WHAT TO WORK ON ▸
(a) In the passage on cross-shaped perfect-absorber arrays, what separates the array of metallic nanoresonators from the ground plane film?
(b) Turn the paragraph in the passage on cross-shaped perfect-absorber arrays that begins "A concept schematic of the embedded PAMs" into a short bulleted list that keeps its main facts.

Cross-shaped perfect-absorber arrays and multi-band absorption spectrum

A concept schematic of the embedded PAMs on the surface of the substrate chip is shown in figure 1 (a). The real device is one chip measured using an Fourier-transform infrared spectrometer (FTIR) equipped with an infrared microscope. The device consists of a few square detection regions with elaborately designed PAM arrays. One of cross-shaped PAMs array is shown in figure 1 (b), in which the inset gives the arrays of cross-shaped nanoresonators arranged in diagonal pattern. A molecular film of Parylene C, tens of nanometers in thickness, was chosen as a sample analyte to coat the PAM. Then the FTIR is used to measure the absorption response. The absorption responses before and after coating are used to identify the existing of molecule.

Figure 1
figure 1

(a) Schematic of the architecture of the conceived device with the embedded perfect-absorber metamaterial (PAM) array. A few PAMs arrays were designed and fabricated in the substrate chip. A Parylene C molecular film was chosen as an example. Beams of incident and reflect light are used to measure the absorption response by FTIR. PAMs array is shown in background. (b) A typical scanning electron microscopy image of the fabricated PAM array and the geometric sizes. A magnified image of the device is shown in the insert. (c) The resonance spectra of three PAM samples coated with Parylene C film; in these spectra, the molecular vibrational stretches can be observed.

The PAM arrays were deliberately designed to induce distinct resonances through the surface-enhanced perfect absorption. The resonance wavelength was strongly dependent on the occurrence and the concentration of the analyte in the adjacent medium around the metallic nanostructure, as shown in figure 1 (c). A single unit of an infrared PAM, which is a typical metal–insulator–metal absorber structure, as shown in figure 2 (a), consists of a metallic cross-shaped nanoresonator on top of a barrier film above a ground plane deposited on a silicon substrate. The array of metallic nanoresonators and the ground plane film are separated by a thin Al2O3 film. The array of cross-shaped nanoresonators plays a role similar to that of an electric ring resonator (ERR)40, which strongly manipulates the incident electromagnetic wave. Compared to the arrays of cross-shaped PAMs investigated in the previous literature28,41,42, the diagonal patterns provide two bands and sharper spectral responses in the mid-infrared region. The electric response can be tuned by altering the sizes of the cross-shaped resonators and the magnetic response can be tuned by the thickness of the dielectric layer between the resonator arrays and the ground plane43,44,45. At specific frequencies, impedance-matching conditions are met for the nanoresonator array and the surrounding medium and these conditions result in a maximized narrow-band absorbance.

Figure 2
figure 2

Schematic of the perfect-absorber metamaterials (PAMs) and the tunability of their resonance spectra.

INFORMATION SUPPLIED ▸
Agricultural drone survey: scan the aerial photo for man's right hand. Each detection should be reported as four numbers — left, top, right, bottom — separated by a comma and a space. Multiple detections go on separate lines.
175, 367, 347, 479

ANSWERS BY TASK ▸
(a) A thin Al2O3 film.

(b)
- Figure 1 (a) shows a concept schematic of PAMs embedded on the surface of the substrate chip.
- The real device is one chip, measured with an FTIR spectrometer fitted with an infrared microscope.
- The device has a few square detection regions with designed PAM arrays.
- Figure 1 (b) shows one cross-shaped PAM array. Its inset shows cross-shaped nanoresonators arranged in a diagonal pattern.
- The sample analyte coating the PAM is a Parylene C film tens of nanometers thick.
- FTIR measures the absorption response, and the responses before and after coating are compared to identify the molecule.